#### [Input material]
☆ ☆ ☆ ☆ ☆

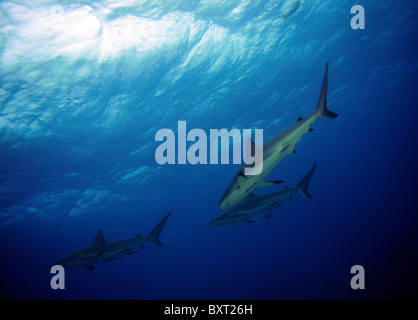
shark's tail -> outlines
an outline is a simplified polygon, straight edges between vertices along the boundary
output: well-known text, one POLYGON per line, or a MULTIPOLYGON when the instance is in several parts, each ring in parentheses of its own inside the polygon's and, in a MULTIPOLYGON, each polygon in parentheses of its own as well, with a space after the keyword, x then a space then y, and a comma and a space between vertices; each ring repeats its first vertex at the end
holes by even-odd
POLYGON ((158 238, 160 236, 161 231, 163 230, 165 223, 168 220, 168 217, 171 215, 171 211, 166 214, 166 216, 152 229, 151 233, 148 236, 148 241, 153 243, 158 247, 162 247, 163 244, 160 242, 158 238))
POLYGON ((297 189, 298 192, 302 195, 305 196, 309 199, 312 199, 312 196, 309 194, 308 192, 308 185, 309 182, 311 182, 312 176, 315 172, 316 169, 316 163, 314 164, 314 166, 312 167, 312 169, 308 172, 308 174, 299 182, 299 184, 297 185, 297 189))
POLYGON ((315 114, 318 118, 334 119, 338 116, 335 112, 327 109, 327 92, 328 92, 328 62, 325 67, 324 80, 322 81, 321 94, 319 95, 318 105, 315 114))
POLYGON ((282 18, 284 19, 284 25, 286 25, 287 23, 287 17, 288 17, 287 14, 282 15, 282 18))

☆ ☆ ☆ ☆ ☆

#### [Exercise]
Omit the pictures and print the listing exactly.

#### [Expected answer]
shark's tail -> outlines
an outline is a simplified polygon, straight edges between vertices along the boundary
output: well-known text, one POLYGON per line, or a MULTIPOLYGON when the instance is in several parts, each ring in parentheses of its own inside the polygon's and, in a MULTIPOLYGON, each polygon in parentheses of its own as well, with a space after the keyword, x then a space then y, and a comma and a space between vertices; each ring repeats its first vertex at the end
holes by even-odd
POLYGON ((158 238, 160 236, 161 231, 163 230, 165 223, 168 220, 168 217, 171 215, 171 211, 166 214, 166 216, 152 229, 151 233, 148 236, 148 241, 153 243, 158 247, 162 247, 163 244, 160 242, 158 238))
POLYGON ((297 189, 298 192, 302 195, 305 196, 309 199, 312 199, 312 196, 309 194, 308 192, 308 185, 309 182, 311 182, 312 176, 315 172, 316 169, 316 163, 314 164, 314 166, 312 167, 312 169, 308 172, 308 174, 299 182, 299 184, 297 185, 297 189))
POLYGON ((315 114, 318 118, 334 119, 338 116, 335 112, 327 109, 327 92, 328 92, 328 62, 325 67, 324 80, 322 81, 321 94, 319 95, 318 105, 315 114))
POLYGON ((282 18, 284 19, 284 25, 286 25, 287 23, 287 17, 288 17, 287 14, 282 15, 282 18))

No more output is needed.